■ Task description ■
Reproduce word for word the part of the material below that starts with the line containing "Trace the outline of every instance of the tram" and runs to the end of the material, including both ends.

#### Records shown ####

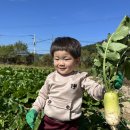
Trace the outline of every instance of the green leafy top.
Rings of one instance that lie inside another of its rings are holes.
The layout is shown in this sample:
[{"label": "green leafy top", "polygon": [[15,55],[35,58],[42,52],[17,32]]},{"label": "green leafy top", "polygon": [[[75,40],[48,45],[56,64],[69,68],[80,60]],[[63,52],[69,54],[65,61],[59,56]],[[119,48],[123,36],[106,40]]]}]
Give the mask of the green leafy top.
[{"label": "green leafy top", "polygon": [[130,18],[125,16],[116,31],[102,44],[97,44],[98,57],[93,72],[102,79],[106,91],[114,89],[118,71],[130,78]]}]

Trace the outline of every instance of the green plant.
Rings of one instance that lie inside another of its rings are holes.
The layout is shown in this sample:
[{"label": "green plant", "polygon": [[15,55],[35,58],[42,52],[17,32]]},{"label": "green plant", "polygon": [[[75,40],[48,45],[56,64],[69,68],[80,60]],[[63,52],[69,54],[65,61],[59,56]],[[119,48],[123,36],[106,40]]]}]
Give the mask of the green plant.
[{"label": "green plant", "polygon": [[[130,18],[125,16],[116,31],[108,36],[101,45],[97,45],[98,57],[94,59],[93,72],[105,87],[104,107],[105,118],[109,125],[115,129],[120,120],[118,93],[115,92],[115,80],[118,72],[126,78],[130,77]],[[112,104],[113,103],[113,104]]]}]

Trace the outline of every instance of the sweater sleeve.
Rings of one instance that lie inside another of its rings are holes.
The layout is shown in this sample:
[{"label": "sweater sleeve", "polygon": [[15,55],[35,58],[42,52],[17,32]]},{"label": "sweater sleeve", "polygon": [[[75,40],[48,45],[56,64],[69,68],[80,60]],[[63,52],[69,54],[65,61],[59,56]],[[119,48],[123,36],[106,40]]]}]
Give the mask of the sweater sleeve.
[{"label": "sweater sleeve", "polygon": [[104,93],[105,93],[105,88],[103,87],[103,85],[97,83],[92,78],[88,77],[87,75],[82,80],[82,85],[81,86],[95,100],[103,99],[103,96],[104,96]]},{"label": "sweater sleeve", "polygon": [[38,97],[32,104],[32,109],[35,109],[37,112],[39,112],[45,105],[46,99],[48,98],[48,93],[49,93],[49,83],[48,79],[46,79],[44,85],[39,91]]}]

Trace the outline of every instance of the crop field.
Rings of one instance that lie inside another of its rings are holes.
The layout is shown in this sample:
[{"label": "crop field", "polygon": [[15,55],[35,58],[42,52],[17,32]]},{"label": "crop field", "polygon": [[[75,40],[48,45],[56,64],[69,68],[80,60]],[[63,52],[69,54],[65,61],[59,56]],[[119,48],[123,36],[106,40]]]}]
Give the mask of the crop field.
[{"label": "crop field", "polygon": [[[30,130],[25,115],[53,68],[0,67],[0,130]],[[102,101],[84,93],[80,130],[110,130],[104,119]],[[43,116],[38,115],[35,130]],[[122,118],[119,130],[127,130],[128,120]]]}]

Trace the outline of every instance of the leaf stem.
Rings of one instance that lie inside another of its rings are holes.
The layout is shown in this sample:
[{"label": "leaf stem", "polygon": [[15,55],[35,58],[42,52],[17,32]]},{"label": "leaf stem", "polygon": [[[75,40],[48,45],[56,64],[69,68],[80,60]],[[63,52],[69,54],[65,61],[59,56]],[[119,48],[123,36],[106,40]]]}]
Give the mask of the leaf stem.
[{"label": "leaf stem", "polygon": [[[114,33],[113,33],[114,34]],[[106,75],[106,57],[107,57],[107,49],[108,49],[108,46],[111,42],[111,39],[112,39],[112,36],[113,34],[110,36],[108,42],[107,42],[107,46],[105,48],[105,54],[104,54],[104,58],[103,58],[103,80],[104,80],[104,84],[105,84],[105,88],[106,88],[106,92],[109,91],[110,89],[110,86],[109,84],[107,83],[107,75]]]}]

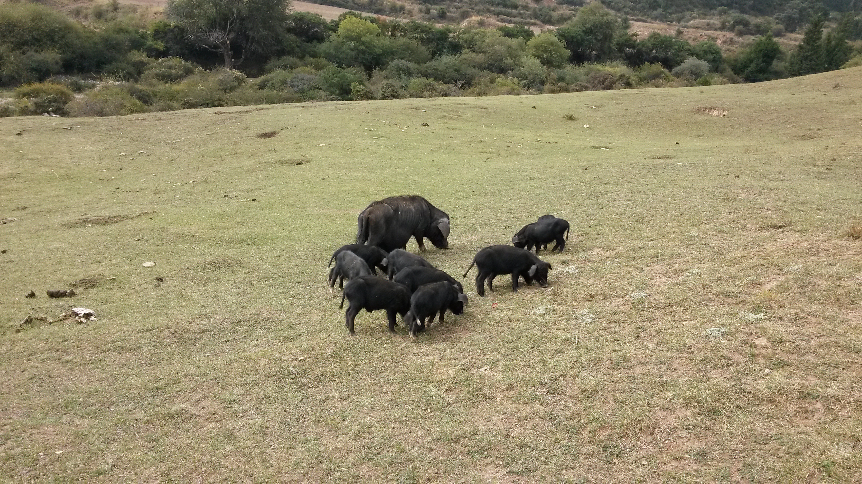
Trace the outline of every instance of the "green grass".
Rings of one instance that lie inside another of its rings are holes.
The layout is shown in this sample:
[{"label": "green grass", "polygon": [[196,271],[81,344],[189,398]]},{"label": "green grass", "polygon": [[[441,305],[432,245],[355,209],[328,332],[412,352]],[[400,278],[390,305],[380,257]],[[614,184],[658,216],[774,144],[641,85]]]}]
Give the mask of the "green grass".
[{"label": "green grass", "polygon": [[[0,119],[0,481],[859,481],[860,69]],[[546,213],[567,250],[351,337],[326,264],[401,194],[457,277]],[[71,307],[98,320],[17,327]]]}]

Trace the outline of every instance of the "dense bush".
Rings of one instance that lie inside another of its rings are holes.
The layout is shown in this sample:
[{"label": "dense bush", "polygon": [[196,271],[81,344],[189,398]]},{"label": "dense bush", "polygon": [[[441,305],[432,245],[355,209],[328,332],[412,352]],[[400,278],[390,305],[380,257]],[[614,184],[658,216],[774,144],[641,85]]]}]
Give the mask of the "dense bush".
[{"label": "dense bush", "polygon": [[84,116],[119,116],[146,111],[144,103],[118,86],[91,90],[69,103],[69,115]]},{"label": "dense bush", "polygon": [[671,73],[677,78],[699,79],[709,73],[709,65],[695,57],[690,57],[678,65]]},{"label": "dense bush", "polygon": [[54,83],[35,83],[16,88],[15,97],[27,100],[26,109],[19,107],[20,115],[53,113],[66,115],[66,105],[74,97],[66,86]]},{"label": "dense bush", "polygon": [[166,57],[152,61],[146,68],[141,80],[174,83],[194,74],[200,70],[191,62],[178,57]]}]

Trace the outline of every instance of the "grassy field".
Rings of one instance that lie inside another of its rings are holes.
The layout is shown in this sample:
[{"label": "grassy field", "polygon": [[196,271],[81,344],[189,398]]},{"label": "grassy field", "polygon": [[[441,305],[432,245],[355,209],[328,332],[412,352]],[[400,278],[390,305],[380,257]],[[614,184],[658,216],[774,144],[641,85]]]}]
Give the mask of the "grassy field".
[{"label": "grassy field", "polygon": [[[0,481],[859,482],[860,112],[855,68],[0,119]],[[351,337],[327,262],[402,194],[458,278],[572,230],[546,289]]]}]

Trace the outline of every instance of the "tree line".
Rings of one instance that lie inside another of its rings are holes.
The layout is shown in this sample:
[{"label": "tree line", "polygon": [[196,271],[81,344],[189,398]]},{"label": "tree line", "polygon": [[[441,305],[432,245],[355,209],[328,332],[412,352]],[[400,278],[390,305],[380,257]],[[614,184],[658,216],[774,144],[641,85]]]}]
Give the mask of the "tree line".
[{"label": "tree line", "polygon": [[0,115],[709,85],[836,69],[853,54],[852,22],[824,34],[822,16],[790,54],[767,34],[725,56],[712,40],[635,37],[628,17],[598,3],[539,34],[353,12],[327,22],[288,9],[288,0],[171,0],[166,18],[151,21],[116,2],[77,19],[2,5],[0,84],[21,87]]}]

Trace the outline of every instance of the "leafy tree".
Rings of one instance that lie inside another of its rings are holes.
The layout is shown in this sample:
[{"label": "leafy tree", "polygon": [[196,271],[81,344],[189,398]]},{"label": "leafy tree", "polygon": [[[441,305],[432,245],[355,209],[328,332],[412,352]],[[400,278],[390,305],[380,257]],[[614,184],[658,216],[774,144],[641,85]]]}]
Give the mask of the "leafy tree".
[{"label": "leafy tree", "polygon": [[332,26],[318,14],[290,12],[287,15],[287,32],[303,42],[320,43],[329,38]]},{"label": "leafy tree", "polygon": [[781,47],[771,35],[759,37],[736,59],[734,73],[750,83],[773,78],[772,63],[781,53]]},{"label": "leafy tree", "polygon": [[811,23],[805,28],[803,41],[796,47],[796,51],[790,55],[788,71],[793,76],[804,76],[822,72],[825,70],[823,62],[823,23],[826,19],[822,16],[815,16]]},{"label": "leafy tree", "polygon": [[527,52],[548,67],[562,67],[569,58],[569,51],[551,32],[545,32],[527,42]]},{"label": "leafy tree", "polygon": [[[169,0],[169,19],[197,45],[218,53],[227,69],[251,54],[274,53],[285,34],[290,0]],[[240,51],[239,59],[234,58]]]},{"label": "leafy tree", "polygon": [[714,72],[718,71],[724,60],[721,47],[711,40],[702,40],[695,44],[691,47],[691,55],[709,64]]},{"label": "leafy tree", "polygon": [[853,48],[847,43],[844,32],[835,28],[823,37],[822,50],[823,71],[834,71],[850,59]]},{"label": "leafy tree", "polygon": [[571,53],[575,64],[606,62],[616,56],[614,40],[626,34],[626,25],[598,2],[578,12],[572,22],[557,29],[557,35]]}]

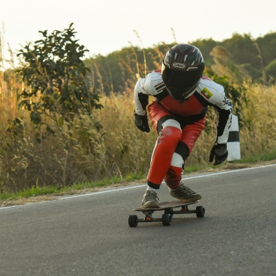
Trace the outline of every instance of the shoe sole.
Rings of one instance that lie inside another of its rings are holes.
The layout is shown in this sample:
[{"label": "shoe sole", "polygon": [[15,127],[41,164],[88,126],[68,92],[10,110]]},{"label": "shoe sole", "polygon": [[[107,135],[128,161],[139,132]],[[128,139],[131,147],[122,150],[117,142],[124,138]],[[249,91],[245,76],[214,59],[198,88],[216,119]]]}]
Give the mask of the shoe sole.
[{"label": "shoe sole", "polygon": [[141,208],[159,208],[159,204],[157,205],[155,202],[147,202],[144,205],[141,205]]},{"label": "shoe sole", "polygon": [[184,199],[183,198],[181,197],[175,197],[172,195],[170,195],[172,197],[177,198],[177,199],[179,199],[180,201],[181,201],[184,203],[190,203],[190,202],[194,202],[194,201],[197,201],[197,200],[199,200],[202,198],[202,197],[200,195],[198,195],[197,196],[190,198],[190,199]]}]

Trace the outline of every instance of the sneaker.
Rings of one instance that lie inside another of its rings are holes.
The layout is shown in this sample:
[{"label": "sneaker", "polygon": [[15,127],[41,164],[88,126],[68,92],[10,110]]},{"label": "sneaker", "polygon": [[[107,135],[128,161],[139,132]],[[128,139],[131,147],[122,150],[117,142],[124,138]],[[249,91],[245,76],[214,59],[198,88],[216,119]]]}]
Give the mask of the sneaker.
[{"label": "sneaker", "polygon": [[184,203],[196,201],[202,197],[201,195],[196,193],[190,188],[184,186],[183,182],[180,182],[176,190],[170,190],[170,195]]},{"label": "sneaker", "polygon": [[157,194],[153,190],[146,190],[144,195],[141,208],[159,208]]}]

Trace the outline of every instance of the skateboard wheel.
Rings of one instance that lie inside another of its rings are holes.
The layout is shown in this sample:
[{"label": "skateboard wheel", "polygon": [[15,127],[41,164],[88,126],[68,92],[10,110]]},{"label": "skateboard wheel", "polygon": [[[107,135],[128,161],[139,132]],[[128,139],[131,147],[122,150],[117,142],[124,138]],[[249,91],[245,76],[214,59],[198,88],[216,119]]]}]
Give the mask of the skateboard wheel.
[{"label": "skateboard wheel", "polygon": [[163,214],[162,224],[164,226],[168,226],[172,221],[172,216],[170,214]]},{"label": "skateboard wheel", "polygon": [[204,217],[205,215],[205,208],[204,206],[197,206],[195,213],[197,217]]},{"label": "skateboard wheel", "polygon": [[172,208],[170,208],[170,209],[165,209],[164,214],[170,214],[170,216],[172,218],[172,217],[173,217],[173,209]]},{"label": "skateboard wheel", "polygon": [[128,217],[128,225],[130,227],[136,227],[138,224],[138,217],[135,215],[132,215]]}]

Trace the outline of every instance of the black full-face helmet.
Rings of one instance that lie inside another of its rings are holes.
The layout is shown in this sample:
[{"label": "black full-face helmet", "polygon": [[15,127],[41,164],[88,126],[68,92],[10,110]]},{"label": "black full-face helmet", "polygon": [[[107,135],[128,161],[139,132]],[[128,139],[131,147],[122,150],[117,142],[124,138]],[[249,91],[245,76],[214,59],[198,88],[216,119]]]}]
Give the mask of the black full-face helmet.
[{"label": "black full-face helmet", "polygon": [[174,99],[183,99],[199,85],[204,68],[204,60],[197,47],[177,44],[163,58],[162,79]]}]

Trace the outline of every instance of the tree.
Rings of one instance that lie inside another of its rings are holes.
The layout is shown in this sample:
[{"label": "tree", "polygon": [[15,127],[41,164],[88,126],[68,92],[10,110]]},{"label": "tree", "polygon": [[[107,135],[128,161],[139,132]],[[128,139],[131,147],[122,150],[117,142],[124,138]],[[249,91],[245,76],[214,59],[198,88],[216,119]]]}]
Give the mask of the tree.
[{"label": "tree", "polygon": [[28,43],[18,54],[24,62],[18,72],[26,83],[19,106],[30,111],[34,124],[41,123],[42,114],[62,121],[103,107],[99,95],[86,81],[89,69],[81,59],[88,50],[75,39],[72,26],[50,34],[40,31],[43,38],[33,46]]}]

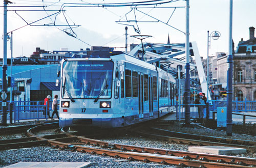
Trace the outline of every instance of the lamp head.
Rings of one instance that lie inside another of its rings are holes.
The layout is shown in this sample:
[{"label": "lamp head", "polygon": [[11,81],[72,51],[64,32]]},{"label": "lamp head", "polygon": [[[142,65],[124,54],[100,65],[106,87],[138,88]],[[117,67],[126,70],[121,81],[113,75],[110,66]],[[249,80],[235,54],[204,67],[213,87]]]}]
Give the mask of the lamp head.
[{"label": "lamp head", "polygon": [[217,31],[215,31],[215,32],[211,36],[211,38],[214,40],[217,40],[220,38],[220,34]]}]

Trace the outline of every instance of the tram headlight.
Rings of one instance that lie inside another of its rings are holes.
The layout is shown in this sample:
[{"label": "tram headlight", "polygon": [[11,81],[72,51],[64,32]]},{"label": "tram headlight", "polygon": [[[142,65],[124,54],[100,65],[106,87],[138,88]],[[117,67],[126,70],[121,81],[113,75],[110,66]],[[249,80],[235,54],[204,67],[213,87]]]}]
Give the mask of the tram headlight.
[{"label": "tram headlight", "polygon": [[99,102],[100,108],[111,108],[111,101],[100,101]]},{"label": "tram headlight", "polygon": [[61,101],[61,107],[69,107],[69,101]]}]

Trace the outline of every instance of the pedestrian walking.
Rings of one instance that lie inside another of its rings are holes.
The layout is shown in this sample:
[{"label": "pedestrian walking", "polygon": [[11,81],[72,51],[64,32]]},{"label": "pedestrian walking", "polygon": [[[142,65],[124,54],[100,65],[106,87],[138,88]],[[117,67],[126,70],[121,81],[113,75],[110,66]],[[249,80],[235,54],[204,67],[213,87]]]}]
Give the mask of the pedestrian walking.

####

■ Problem solution ■
Trace the outline of every instance of the tram headlight.
Rings of one instance that lie inside another of its rings are holes.
The layout is shown in this sample:
[{"label": "tram headlight", "polygon": [[11,81],[72,51],[64,32]]},{"label": "tram headlight", "polygon": [[[142,65],[124,54],[100,65],[106,87],[138,88]],[[117,67],[126,70],[121,81],[113,75],[110,66]],[[249,80],[235,54],[204,67],[213,87]]]}]
Give the mask of the tram headlight.
[{"label": "tram headlight", "polygon": [[99,102],[100,108],[111,108],[111,101],[100,101]]},{"label": "tram headlight", "polygon": [[61,101],[61,107],[69,107],[69,101]]}]

Trace the outline of every instance of the pedestrian walking.
Rings of one instance that lie inside another of its rings are holes.
The layout is shown in this sample:
[{"label": "pedestrian walking", "polygon": [[11,81],[72,51],[64,32]]},{"label": "pedestrian walking", "polygon": [[[142,65],[124,54],[100,65],[106,87],[138,88]],[[117,67],[126,70],[121,81],[113,75],[110,66]],[[249,80],[235,54],[204,67],[213,87]]]}]
Give the mask of the pedestrian walking.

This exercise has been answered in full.